--- BEGIN EXTRACTED DATA ---
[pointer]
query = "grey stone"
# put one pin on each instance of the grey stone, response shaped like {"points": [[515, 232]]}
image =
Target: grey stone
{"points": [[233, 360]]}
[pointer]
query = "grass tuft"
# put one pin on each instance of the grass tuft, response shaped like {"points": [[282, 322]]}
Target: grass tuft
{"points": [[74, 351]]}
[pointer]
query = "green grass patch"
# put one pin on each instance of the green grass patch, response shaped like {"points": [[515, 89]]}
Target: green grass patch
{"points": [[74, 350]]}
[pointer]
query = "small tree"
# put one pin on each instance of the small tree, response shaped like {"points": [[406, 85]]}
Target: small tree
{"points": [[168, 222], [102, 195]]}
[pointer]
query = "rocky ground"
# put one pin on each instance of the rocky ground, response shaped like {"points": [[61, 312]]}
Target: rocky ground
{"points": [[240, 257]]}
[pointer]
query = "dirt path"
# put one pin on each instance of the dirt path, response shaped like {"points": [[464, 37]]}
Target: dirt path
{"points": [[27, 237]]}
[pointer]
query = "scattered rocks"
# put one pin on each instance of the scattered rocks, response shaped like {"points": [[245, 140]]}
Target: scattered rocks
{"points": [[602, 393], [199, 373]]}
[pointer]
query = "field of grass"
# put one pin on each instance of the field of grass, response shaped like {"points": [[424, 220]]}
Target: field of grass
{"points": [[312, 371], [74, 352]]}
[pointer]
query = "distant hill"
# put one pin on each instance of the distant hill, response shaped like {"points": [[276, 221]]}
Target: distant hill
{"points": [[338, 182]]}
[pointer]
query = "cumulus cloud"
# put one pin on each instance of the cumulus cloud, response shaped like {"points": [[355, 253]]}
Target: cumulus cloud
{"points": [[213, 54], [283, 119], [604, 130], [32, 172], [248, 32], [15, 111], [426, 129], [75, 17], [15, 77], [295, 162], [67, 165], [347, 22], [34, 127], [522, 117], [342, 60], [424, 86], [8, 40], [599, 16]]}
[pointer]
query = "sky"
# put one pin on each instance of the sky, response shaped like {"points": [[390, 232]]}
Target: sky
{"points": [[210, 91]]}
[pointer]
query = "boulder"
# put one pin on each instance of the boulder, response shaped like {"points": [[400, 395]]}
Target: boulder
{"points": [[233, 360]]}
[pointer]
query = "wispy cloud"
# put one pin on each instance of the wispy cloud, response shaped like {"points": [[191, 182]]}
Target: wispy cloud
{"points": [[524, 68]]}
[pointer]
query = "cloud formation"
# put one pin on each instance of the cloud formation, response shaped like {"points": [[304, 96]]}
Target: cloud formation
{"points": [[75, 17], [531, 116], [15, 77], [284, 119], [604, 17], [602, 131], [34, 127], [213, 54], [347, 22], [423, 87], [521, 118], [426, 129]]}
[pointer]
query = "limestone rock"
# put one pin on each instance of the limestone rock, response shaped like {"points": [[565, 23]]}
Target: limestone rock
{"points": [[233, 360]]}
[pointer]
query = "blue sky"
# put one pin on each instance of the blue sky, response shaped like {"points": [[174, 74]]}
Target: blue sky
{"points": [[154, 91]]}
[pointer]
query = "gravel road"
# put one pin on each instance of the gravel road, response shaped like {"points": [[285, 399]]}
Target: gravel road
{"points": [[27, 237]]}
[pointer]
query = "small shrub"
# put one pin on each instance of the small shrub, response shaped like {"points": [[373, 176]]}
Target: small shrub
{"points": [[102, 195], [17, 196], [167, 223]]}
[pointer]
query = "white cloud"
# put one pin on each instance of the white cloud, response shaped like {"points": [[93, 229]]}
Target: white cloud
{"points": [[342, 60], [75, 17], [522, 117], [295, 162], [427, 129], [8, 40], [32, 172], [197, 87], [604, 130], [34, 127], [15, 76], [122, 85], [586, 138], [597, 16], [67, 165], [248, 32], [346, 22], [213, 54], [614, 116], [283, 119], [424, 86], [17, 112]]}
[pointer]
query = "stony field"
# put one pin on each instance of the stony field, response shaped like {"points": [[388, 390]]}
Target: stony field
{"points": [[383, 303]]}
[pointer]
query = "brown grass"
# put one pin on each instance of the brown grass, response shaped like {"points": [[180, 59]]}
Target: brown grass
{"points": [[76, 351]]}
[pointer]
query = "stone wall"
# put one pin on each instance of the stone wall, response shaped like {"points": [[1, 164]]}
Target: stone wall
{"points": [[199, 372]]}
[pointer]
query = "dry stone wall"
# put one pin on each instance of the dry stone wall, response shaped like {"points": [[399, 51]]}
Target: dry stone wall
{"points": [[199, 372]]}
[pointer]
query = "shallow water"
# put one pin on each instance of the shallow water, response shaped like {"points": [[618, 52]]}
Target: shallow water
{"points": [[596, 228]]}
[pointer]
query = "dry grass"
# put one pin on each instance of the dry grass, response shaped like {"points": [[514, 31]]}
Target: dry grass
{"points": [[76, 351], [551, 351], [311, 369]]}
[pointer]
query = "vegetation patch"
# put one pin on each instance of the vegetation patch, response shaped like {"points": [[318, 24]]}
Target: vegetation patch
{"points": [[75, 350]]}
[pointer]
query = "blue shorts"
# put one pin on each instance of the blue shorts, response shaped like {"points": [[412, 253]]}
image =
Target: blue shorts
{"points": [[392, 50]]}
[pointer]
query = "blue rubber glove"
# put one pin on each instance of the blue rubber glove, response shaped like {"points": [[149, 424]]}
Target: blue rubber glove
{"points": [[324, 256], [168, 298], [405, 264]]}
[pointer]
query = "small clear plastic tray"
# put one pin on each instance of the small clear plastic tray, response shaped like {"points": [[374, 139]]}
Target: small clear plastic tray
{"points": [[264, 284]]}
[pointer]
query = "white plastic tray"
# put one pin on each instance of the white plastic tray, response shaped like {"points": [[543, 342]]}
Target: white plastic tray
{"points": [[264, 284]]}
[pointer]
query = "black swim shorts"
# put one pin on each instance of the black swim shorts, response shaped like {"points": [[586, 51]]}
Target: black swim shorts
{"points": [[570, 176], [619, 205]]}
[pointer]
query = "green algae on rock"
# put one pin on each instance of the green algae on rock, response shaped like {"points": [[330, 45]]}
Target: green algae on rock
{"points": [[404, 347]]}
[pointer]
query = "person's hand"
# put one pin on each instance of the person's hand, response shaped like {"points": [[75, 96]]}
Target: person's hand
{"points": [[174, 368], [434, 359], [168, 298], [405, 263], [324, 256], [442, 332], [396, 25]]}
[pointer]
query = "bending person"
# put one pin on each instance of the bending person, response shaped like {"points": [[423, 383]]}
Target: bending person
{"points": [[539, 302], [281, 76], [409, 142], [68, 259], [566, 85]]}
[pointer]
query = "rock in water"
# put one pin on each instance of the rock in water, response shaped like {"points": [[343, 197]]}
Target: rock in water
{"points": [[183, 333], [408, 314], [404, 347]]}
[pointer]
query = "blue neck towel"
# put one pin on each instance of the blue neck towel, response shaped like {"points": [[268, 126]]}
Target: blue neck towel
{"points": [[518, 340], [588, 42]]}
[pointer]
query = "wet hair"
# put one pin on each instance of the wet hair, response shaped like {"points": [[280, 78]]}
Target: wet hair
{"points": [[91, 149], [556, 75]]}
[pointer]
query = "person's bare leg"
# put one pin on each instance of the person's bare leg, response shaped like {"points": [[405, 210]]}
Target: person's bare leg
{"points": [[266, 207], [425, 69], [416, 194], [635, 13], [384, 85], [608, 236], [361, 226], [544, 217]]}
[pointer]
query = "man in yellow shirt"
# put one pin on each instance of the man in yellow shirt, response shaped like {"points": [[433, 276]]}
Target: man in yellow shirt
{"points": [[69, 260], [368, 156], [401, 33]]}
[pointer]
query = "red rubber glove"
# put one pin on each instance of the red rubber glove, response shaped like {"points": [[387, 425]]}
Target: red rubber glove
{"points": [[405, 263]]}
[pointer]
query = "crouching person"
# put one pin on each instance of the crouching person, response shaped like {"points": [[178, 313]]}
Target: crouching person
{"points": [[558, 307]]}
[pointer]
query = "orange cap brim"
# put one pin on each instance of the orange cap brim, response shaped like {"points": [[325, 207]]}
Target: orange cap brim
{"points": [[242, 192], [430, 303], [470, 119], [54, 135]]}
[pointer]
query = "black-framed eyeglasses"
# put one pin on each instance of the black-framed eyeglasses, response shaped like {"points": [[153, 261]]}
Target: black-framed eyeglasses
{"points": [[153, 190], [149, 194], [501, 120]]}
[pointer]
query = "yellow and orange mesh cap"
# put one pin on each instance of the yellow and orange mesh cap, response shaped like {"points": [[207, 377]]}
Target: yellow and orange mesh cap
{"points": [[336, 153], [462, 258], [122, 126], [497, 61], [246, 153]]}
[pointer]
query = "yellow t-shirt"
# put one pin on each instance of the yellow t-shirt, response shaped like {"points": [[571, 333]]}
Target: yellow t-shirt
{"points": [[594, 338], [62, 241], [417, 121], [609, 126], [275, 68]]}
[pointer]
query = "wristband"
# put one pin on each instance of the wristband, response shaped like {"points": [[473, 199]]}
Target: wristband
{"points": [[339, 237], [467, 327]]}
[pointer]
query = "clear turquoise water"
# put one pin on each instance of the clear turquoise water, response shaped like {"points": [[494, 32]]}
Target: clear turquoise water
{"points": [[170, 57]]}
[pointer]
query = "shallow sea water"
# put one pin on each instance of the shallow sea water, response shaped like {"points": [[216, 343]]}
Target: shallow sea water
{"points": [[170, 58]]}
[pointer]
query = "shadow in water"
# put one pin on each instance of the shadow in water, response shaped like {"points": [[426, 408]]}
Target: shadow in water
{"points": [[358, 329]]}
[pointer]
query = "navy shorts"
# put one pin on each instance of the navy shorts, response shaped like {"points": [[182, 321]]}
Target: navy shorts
--- END EXTRACTED DATA ---
• EXERCISE DESCRIPTION
Pull out each line of the records above that contains the word "dirt".

• FULL ANSWER
query = "dirt path"
# put one pin on each instance of the dirt path, response shaped like {"points": [[464, 37]]}
Target: dirt path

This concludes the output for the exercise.